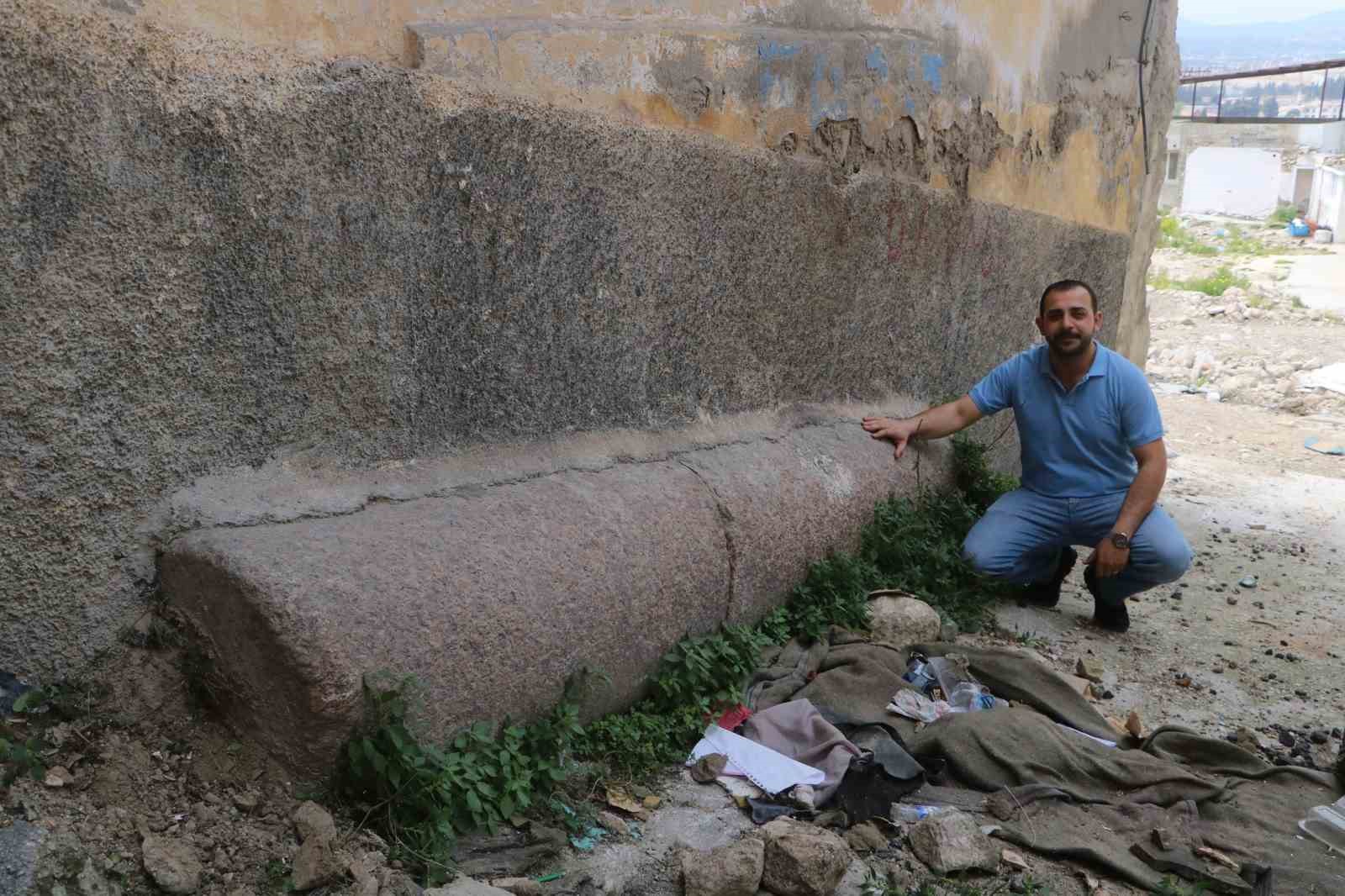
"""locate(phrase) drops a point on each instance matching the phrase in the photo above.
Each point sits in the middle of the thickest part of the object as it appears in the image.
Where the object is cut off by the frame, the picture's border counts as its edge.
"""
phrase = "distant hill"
(1269, 44)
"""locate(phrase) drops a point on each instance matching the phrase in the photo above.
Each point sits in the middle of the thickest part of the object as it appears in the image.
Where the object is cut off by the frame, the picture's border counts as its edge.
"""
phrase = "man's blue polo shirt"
(1075, 443)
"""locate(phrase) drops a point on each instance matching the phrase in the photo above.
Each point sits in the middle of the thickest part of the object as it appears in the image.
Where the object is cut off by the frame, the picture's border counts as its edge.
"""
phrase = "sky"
(1246, 11)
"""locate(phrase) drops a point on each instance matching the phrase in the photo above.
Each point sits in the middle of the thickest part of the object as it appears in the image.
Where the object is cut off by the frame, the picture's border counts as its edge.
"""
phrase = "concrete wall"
(1327, 205)
(1232, 182)
(1300, 147)
(224, 257)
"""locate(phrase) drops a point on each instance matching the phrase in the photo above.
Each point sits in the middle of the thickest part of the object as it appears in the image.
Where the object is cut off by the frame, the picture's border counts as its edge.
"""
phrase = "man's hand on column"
(896, 430)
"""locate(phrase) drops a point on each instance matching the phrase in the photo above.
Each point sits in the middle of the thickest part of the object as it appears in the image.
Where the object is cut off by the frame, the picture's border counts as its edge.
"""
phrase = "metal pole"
(1140, 64)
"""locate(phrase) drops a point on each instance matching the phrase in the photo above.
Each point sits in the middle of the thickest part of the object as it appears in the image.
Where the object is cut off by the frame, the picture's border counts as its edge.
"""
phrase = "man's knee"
(981, 552)
(1172, 560)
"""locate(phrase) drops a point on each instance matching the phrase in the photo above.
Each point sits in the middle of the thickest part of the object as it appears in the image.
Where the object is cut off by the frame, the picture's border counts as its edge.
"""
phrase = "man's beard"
(1071, 351)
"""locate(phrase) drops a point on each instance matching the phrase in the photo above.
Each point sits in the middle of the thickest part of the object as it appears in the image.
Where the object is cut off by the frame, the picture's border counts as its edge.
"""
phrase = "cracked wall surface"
(224, 257)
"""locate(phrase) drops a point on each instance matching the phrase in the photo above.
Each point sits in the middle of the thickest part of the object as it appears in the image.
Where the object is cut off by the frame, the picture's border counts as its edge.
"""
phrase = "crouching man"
(1093, 465)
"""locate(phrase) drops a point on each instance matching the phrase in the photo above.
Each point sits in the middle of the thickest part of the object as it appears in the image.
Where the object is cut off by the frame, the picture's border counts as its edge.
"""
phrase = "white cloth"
(764, 767)
(1331, 377)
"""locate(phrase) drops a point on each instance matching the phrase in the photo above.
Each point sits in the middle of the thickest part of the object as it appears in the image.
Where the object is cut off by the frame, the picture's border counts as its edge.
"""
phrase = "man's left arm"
(1140, 499)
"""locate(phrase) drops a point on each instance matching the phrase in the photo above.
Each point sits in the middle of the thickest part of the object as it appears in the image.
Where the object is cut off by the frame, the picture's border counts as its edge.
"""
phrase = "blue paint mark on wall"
(836, 107)
(770, 51)
(773, 50)
(878, 62)
(931, 66)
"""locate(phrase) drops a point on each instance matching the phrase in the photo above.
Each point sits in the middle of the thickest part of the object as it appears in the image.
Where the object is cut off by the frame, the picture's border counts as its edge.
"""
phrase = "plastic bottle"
(912, 813)
(1327, 824)
(966, 696)
(920, 674)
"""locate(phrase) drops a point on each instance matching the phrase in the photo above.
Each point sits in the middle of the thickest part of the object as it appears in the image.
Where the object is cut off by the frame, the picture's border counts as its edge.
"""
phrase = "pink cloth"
(798, 730)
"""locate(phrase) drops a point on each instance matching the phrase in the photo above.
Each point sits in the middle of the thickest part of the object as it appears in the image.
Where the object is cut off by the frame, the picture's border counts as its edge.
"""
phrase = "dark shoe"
(1110, 616)
(1047, 593)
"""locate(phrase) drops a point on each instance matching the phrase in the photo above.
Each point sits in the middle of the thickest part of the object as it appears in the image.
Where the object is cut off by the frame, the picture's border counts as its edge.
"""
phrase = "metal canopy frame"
(1327, 67)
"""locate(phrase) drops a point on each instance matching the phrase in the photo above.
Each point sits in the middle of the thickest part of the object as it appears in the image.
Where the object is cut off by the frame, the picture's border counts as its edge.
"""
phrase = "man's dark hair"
(1060, 286)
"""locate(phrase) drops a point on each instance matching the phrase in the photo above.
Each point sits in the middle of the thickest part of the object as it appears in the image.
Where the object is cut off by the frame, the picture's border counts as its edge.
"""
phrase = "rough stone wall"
(221, 256)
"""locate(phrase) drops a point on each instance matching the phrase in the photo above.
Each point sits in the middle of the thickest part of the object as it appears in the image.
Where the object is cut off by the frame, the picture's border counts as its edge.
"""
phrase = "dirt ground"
(1248, 640)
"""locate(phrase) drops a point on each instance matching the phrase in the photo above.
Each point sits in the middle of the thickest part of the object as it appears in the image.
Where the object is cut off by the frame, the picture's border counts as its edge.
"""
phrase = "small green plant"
(66, 700)
(421, 797)
(158, 634)
(1284, 214)
(19, 757)
(206, 687)
(277, 878)
(1174, 887)
(1160, 279)
(1215, 284)
(1174, 235)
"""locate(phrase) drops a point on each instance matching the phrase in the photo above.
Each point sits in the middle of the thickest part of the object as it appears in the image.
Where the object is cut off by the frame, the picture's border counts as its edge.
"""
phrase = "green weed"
(1160, 279)
(1174, 235)
(421, 795)
(1284, 214)
(1215, 284)
(1174, 887)
(19, 757)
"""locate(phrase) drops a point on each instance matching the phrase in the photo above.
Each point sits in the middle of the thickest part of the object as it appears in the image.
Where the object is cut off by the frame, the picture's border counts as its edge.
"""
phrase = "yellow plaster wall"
(1005, 62)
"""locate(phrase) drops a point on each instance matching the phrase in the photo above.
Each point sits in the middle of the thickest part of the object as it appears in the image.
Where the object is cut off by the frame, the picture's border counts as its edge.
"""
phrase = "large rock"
(314, 822)
(730, 871)
(548, 571)
(903, 620)
(952, 841)
(802, 860)
(172, 864)
(316, 865)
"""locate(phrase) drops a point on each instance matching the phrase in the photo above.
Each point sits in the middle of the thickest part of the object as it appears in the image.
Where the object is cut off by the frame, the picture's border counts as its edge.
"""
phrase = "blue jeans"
(1021, 535)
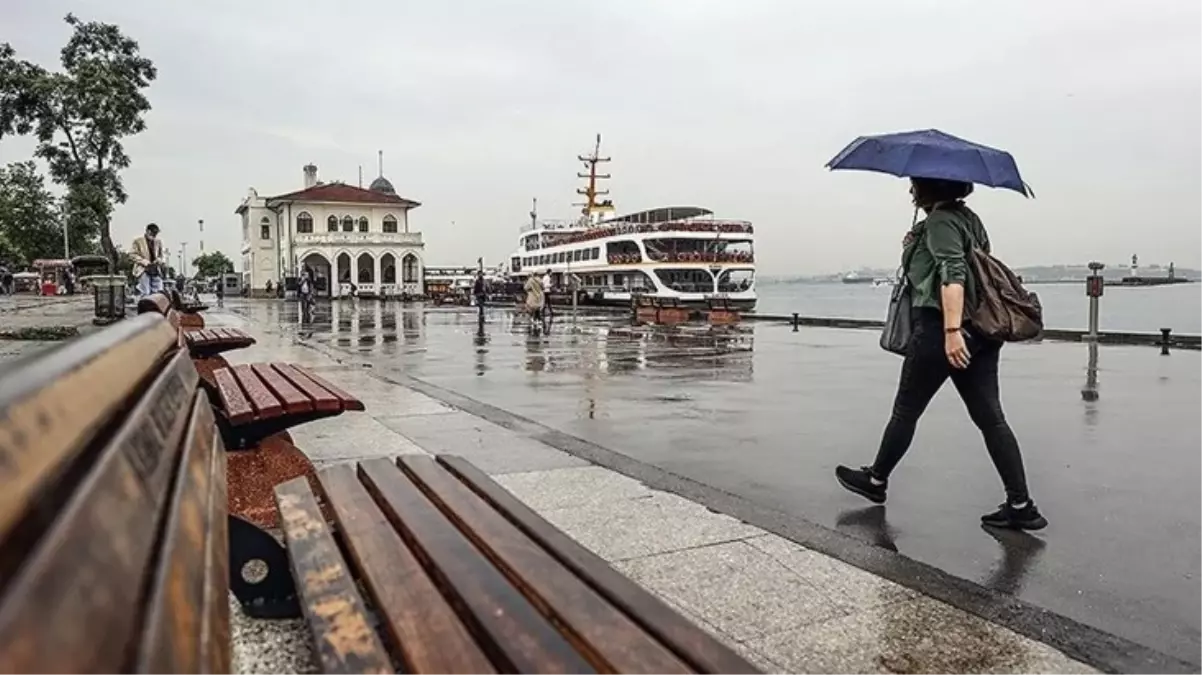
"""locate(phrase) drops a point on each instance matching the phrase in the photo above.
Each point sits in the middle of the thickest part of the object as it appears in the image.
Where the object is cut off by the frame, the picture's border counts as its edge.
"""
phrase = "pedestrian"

++++

Pass over the images and copy the rest of the material above exactly.

*Written response:*
"""locate(phrase) drops a point on each instance matching the phrase in the photo above.
Each point sits in the middle of the thickest part of the object as it appears in the image.
Where the object is cut off by the frame, the picture's border counts as its edge.
"""
phrase = "distant hill"
(1269, 44)
"""locate(phrase) drops a point on each instance matching the phrase in the photo above.
Each point sits in the middle of the thickest part of the object as it appears in the image.
Where the object is cut off by the frame, the picture's border counts as its edge.
"""
phrase = "man's blue polo shirt"
(1075, 443)
"""locate(phrase) drops a point on each instance matching the phrase in the photo above.
Each point sits in the middle of the thickest part of the object as it appears in the image.
Where the object is cut off by the frame, the picture's border counts as its edge.
"""
phrase = "sky"
(1246, 11)
"""locate(phrase) drops a point on each instance matching the phrase in the photo above.
Each point sits in the middle of the thickest part of the object as it appears in the image.
Where the object is cut off by the frame, the picture's border counts as its edge.
"""
phrase = "concrete wall"
(1327, 205)
(1232, 182)
(1300, 147)
(224, 257)
"""locate(phrase) drops a point on each instance matching the phrase in the photo above.
Each point sits in the middle of the thickest part of the object as it appears in the image.
Where the object is cut off by the frame, the picture's border counts as its edge.
"""
phrase = "man's hand on column"
(896, 430)
"""locate(phrase) drops a point on each instance matching the phrase in the photo above.
Each point sits in the middle of the thickest part of the object as it appears in the image.
Where the object is cut off by the frame, the picture's border counts as its edge.
"""
phrase = "metal pole"
(1140, 64)
"""locate(phrase) drops a point on each instance matching the phrase in the photo above.
Each point sits in the middle of the thickest part of the object as it appears in the image.
Where the object is cut off by the frame, the picture's border counts as its edge.
"""
phrase = "man's knee"
(981, 552)
(1172, 560)
"""locate(phrase) drops a point on each instance matching the phrase in the photo above.
Each point sits in the middle of the thickest part of the object as it appears in the image.
Where the object is cut off by the frame, the picture's border counts as its edge.
"""
phrase = "man's beard"
(1071, 351)
"""locate(phrase) drops a point on each instance matching the phrase in the photo above.
Each point sits in the middle of the thickest part of the object as it appears in the image.
Where the object is cut off by the frame, the picture's border counts as its edge.
"""
phrase = "cracked wall surface"
(224, 257)
"""locate(phrase) drops a point on each instance matching the phrase in the photo above.
Each point sits in the middle of the thickest part of the object as it appears in the image.
Where the object is cut off by the frame, the picture's border counts as its edge.
"""
phrase = "crouching man"
(1093, 465)
"""locate(phrase) drops a point on each instance matching the phrase in the photo above.
Each point sits in the middle of the thickest part of the object as it appears in the image.
Where the object is cut off by the frame, the picture's border counts as its edge.
"""
phrase = "white cloth"
(764, 767)
(1331, 377)
"""locate(phrase) drops a point on each instance matching the phrase in the photo above.
Each point sits in the middle of the thickest part of the object as it appears in the image.
Where the object is cut off by the frame, the picture's border counts as its edge.
"""
phrase = "man's left arm"
(1140, 499)
"""locate(phrase) drops a point on each instance matching the phrase in the photo above.
Each point sits in the middle of the thickest part of the object as it appears in the image.
Where the object is cut off by the frame, the picture's border counts as its edge.
"""
phrase = "blue paint mark on wall"
(836, 107)
(770, 51)
(773, 50)
(878, 62)
(931, 66)
"""locate(phrase) drops a point on each instance matching the phrase in the photo above.
Each point sits in the middle of the thickest part of the object as it appears in the image.
Where the object is cut off by the frame, the picture's border counts as its edge.
"""
phrase = "plastic bottle"
(912, 813)
(1327, 824)
(966, 696)
(920, 674)
"""locate(phrase) drops a point on each instance matching the phrase in the photo above.
Each point sits in the middle of the thickest part of the object as it appears in the image.
Where the object is cut off by the frame, the picture's border counts as its edge.
"""
phrase = "pink cloth"
(798, 730)
"""locate(phrase) drops a point on each instance matching the phrase in the photo above.
Each point sits in the middle of the thickest part of the object as it appears in the image.
Where the object is cut off by the frame, the picture's border counts as its edge.
"""
phrase = "dark shoe"
(1110, 616)
(1047, 593)
"""locate(phrase) drops a point on each instance matching the phrase in the photo above.
Each point sits in the middle of the thickest part of the object as it appears in the image.
Where the object is cut off by the frame, the picture's border counts as its edge.
"""
phrase = "metal canopy frame"
(1327, 67)
"""locate(phrase) drops a point on each instance matching the phrase in the photo above.
Each point sits in the middle of the thickest part of the object as it appears in the image.
Where the object is cut off by the frame, the picture's border counts as its edge.
"""
phrase = "man's dark hair"
(1060, 286)
"""locate(phrase) drops a point on each instance matching the phrase in the photo above.
Each point sits in the middle of the thickest part of the object as it appears in the image.
Where the object is cut off by the frame, the picture's border counts as its edge.
"""
phrase = "rough stone wall"
(221, 256)
"""locate(phrase) drops a point on each instance matching the phrase in the photo above.
Each point sits in the middle of the thickest part of the object as it appears in the image.
Where the object is cut off by the frame, the picture's border counts as its edge.
"""
phrase = "dirt ground"
(1248, 640)
"""locate(phrase) drops a point on each instance matching the phrase in the photo above.
Each point sits in the middle of the thickest part of the object as it appears in the image.
Where the object is cut off by the frame, the picture's border counts as its edge.
"""
phrase = "small green plant"
(66, 700)
(421, 797)
(158, 634)
(1284, 214)
(19, 757)
(206, 687)
(277, 878)
(1174, 887)
(1160, 279)
(1215, 284)
(1174, 235)
"""locate(phrase) drops a point on each instance matching the phrase in the photo above.
Each point sits in the middle of the thickest part of the object as it appears in the image.
Where the object is cut off by the frame, the picture's border counts as its edge.
"""
phrase = "green weed"
(1160, 279)
(1174, 235)
(421, 795)
(1284, 214)
(1215, 284)
(1174, 887)
(19, 757)
"""locate(phrase) drops a point on each instance matching the phrase in the photo above.
Each point sits in the middle of the thickest part of the object as it appears in the image.
Where the object is cut off by the frame, the picture's border counts as its edge.
"""
phrase = "yellow plaster wall"
(1005, 62)
"""locate(phrase) drops a point on each instance matching the phrase in the photo above.
Each point sits in the middle of the thickest part of the object as it appears in the image.
Where the object is cut off by the frame, the picture's border counts as its edge.
"""
phrase = "large rock"
(314, 822)
(730, 871)
(548, 571)
(903, 620)
(952, 841)
(802, 860)
(172, 864)
(316, 865)
"""locate(phrase) drops a point on each instance matching the phrase in the photo above.
Each point sits in the middle of the thickest part of the object as it appears in the image.
Where the object is cut off by the frame, the picture's border counts as its edge.
"""
phrase = "blue jeans"
(1021, 535)
"""locate(phrase) drops a point on each instance matching the phrase in the photo above.
Each point sits in the middle of the thickest part of the object as it appears in the image.
Where the object is cut off by the frame, the picture's border counts as its edge.
"""
phrase = "pedestrian"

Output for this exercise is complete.